§ **GOAL**
Rewrite the records below with every "locator" changed to "marker tool" and nothing else altered.

+++++

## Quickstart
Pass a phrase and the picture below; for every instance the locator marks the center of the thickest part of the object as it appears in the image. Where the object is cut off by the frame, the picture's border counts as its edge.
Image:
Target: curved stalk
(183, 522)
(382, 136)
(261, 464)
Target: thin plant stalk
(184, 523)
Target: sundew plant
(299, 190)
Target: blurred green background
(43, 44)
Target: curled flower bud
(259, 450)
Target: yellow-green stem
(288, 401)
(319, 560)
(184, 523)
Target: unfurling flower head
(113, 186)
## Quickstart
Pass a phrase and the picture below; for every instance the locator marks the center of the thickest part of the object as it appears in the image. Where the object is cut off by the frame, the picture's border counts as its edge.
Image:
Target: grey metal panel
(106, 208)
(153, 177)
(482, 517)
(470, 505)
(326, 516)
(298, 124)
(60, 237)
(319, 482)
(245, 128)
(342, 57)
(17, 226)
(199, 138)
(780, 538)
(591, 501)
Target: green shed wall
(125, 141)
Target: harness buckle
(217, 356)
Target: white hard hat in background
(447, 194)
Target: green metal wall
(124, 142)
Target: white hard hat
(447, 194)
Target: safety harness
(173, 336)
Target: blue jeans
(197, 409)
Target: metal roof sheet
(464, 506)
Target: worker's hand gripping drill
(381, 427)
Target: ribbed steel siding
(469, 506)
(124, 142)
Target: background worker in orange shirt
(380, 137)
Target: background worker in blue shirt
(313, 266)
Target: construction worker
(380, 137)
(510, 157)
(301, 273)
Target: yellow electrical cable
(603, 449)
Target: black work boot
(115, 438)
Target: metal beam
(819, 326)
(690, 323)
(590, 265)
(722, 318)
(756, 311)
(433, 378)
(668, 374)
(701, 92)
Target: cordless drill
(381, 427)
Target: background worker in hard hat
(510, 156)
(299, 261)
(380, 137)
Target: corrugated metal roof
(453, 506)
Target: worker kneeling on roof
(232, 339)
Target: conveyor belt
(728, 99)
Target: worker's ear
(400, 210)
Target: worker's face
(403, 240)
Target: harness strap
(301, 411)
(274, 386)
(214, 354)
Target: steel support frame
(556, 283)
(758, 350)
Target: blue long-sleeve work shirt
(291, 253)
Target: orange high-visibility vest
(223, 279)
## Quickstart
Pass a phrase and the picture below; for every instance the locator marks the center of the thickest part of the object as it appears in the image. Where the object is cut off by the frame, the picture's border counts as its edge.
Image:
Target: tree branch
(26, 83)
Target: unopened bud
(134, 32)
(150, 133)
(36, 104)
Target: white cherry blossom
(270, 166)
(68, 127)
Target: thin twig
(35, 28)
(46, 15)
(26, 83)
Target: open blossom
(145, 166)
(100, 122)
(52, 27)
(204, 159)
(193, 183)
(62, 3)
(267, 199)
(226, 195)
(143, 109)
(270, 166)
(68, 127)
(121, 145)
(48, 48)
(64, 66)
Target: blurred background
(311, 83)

+++++

§ **FINISHED ANSWER**
## Quickstart
Pass a phrase and the picture below; for every instance the marker tool marks the center of the thickest part of the object as it appears in the image. Where the object is cut off by the frame, the picture's border counts as its edge.
Image:
Target: curved stalk
(183, 522)
(382, 136)
(261, 464)
Target: thin plant stalk
(184, 523)
Target: sundew plant
(299, 190)
Target: blurred green background
(43, 44)
Target: curled flower bud
(259, 450)
Target: yellow-green stem
(288, 401)
(319, 560)
(184, 523)
Target: unfurling flower head
(113, 186)
## Quickstart
Pass a phrase and the picture below; for every instance the marker tool marks the center of the thickest part of the object as it appears in the image. Where the object is cut off by the frame, the picture's border counts as its edge.
Image:
Target: grey metal panel
(106, 208)
(153, 177)
(482, 517)
(470, 505)
(326, 516)
(298, 124)
(60, 237)
(319, 482)
(245, 128)
(342, 57)
(17, 226)
(199, 138)
(780, 538)
(591, 501)
Target: green shed wall
(125, 141)
Target: harness buckle
(217, 356)
Target: white hard hat in background
(447, 194)
Target: green metal wall
(124, 142)
Target: white hard hat
(447, 194)
Target: safety harness
(173, 336)
Target: blue jeans
(197, 409)
Target: metal roof sheet
(464, 506)
Target: worker's hand gripping drill
(381, 427)
Target: ribbed steel siding
(469, 506)
(124, 142)
Target: background worker in orange shirt
(380, 137)
Target: background worker in blue shirt
(313, 266)
Target: construction worker
(380, 137)
(510, 157)
(301, 273)
Target: yellow electrical cable
(603, 449)
Target: black work boot
(115, 438)
Target: metal beam
(819, 326)
(690, 323)
(590, 265)
(722, 318)
(756, 311)
(433, 378)
(668, 374)
(701, 92)
Target: cordless drill
(381, 427)
Target: background worker in hard hat
(510, 156)
(299, 261)
(380, 137)
Target: corrugated metal roof
(453, 506)
Target: worker kneeling on roof
(232, 339)
Target: conveyor belt
(728, 99)
Target: worker's ear
(400, 210)
Target: worker's face
(403, 240)
Target: harness strap
(301, 411)
(274, 386)
(214, 354)
Target: steel support frame
(556, 283)
(758, 350)
Target: blue long-sleeve work shirt
(291, 253)
Target: orange high-visibility vest
(223, 279)
## Quickstart
Pass a phrase and the picture below; for every instance the marker tool marks the center of the thickest part of the object as it appears in the image. Where the object is cut off by the frame, the picture's border counts as its edge.
Image:
Target: tree branch
(26, 83)
Target: unopened bud
(134, 32)
(150, 133)
(36, 104)
Target: white cherry blossom
(270, 166)
(68, 127)
Target: thin twig
(35, 28)
(46, 15)
(26, 83)
Target: open blossom
(145, 166)
(100, 122)
(52, 27)
(204, 159)
(193, 183)
(62, 3)
(267, 199)
(226, 195)
(143, 109)
(270, 166)
(68, 127)
(121, 145)
(48, 48)
(64, 66)
Target: blurred background
(311, 83)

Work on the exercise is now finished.